From the rows below, pick out every line that contains the string "construction" and copy each one unchanged.

Material to process.
** BEGIN **

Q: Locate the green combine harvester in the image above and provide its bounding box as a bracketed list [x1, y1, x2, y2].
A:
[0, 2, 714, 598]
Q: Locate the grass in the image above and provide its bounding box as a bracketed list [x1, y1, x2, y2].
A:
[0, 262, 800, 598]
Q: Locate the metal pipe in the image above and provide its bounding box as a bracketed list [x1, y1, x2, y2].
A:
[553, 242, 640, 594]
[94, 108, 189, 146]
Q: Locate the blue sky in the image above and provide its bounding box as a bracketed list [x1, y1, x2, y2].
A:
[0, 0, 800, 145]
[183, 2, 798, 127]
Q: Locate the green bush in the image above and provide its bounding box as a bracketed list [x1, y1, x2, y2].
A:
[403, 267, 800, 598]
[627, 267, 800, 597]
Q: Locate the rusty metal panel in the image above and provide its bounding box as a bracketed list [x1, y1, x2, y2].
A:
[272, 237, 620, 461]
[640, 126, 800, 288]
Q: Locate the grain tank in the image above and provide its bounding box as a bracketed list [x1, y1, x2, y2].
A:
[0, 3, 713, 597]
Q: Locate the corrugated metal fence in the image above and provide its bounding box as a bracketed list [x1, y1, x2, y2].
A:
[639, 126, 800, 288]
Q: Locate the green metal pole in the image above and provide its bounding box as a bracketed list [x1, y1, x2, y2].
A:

** END **
** BEGIN **

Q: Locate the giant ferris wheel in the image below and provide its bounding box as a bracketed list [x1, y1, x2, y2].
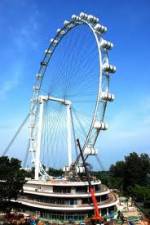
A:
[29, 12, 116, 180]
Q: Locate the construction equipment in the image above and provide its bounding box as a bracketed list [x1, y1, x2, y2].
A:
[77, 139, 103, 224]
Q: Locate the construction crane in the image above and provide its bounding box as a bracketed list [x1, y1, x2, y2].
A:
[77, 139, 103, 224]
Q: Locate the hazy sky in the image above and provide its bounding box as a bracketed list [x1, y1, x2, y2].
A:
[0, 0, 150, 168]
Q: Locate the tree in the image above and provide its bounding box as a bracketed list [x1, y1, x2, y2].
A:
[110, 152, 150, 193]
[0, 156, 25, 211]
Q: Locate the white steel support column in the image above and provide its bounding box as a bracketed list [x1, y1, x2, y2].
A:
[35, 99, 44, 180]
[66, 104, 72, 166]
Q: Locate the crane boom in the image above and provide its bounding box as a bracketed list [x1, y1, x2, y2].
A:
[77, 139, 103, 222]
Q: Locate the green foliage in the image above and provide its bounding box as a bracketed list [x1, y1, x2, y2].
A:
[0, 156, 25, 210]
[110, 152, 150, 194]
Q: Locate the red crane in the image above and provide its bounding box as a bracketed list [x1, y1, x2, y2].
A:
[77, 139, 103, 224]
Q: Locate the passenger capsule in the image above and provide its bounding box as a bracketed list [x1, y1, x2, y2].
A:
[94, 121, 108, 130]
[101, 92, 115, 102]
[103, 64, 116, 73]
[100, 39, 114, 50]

** END **

Result.
Q: Locate the construction equipment in the image above and provide its bounding box as a bracketed list [x1, y1, x2, y2].
Q: Locate the construction crane in the image above and provide its bounding box as a bracketed list [x1, y1, x2, y2].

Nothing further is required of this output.